Pavillon des Halles centrales, 1866
Premier pavillon des Halles centrales, rue de la Tonnellerie. Paris Ier. Janvier 1866.
- Date : 1866
- Auteur : Charles Marville (1813-1879)
- Support : tirage sur papier albuminé, 36 x 23.6 cm
- Collection : BHDV, anct bibliothèque de la préfecture de la Seine
Version haute définition : 4320 x 2800 pixels.
Ceci est le rare, et probablement unique, souvenir photographique du premier pavillon des Halles centrales des architectes Baltard et Callet, dont la construction fut subitement arrêtée en 1853 sous l’effet de l’opinion publique. Laissé inachevé, servant de remise et de salle de vente à la criée du marché de la viande voisin (pavillon no 3, ouvert en 1860), il est finalement détruit en 1866 pour laisser place à un nouveau pavillon tout en fer.
= = = =
[Consignes]
a: Extrayez du texte sur le pavillon des Halles le passage situé entre « - Date : 1866 » et « tout en fer. », ces deux bornes comprises.
b: D'après le texte sur le pavillon des Halles, pourquoi le premier pavillon a-t-il été détruit en 1866 ? Répondez en une à trois phrases, s'il vous plaît.
Les lignes ci-dessous n'ont aucun rapport avec le texte.

[Données enregistrées]
= = = =
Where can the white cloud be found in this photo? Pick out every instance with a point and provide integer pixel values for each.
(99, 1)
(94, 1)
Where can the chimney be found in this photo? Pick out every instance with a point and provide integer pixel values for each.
= = = =
[Solutions]
a:
- Date : 1866
- Auteur : Charles Marville (1813-1879)
- Support : tirage sur papier albuminé, 36 x 23.6 cm
- Collection : BHDV, anct bibliothèque de la préfecture de la Seine
Version haute définition : 4320 x 2800 pixels.
Ceci est le rare, et probablement unique, souvenir photographique du premier pavillon des Halles centrales des architectes Baltard et Callet, dont la construction fut subitement arrêtée en 1853 sous l’effet de l’opinion publique. Laissé inachevé, servant de remise et de salle de vente à la criée du marché de la viande voisin (pavillon no 3, ouvert en 1860), il est finalement détruit en 1866 pour laisser place à un nouveau pavillon tout en fer.

b: Il a été détruit pour laisser place à un nouveau pavillon tout en fer. Sa construction avait été arrêtée en 1853 sous l'effet de l'opinion publique. Resté inachevé, il servait de remise et de salle de vente à la criée pour le marché de la viande voisin.